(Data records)
___
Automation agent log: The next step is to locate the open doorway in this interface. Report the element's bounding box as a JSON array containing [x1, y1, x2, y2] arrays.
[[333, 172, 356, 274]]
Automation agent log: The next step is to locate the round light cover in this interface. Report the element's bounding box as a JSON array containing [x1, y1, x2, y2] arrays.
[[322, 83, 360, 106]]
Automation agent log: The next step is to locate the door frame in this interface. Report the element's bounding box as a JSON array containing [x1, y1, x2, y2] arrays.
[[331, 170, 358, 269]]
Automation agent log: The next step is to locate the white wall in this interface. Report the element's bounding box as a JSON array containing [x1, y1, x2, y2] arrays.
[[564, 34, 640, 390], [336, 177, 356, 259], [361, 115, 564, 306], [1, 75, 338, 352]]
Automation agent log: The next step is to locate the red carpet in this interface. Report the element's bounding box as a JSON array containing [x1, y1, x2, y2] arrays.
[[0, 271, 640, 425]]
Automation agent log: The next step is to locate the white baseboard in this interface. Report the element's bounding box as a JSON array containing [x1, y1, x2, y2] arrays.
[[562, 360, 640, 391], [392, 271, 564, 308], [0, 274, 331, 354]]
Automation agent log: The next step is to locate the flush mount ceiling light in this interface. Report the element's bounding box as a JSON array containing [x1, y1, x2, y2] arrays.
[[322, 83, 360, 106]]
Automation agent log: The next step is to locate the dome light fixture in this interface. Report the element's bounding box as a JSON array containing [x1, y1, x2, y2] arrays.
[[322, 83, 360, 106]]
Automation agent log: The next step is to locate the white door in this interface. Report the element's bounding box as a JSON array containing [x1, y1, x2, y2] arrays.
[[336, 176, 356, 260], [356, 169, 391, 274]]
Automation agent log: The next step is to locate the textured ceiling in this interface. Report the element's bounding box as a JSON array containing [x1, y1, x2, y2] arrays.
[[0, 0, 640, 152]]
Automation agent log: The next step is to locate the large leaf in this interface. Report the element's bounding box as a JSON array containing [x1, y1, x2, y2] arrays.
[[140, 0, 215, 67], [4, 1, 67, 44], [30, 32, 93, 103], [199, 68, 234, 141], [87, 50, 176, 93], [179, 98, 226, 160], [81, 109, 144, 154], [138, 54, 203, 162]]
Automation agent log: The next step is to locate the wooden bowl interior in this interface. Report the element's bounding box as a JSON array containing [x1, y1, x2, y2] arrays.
___
_Given problem_
Reproduce the records from the start through the line that contains "75, 338, 352]]", keeping every request and offsetting each bounding box coordinate in the answers by 81.

_Result of the task_
Automation agent log: The next step is to locate the open doorway in this interface. Report the element's bounding box as a JSON array containing [x1, y1, x2, y2] arrays.
[[414, 253, 437, 355]]
Automation agent log: The next step is to locate the round light cover in this interface. Report the element's bounding box as a JSON array containing [x1, y1, x2, y2] arrays.
[[403, 164, 441, 187]]
Automation agent log: The next step is to locate the door frame in this interface. Report the element's bounding box as a JSON array containing [x1, y1, x2, y2] arrays.
[[412, 251, 439, 350]]
Automation agent log: The next step is to locate the white wall in this interface. Report the element's bounding box as a JSON array containing [x1, y1, x2, y2] arrays.
[[645, 115, 721, 471], [417, 258, 437, 340], [442, 196, 645, 387], [82, 156, 419, 433]]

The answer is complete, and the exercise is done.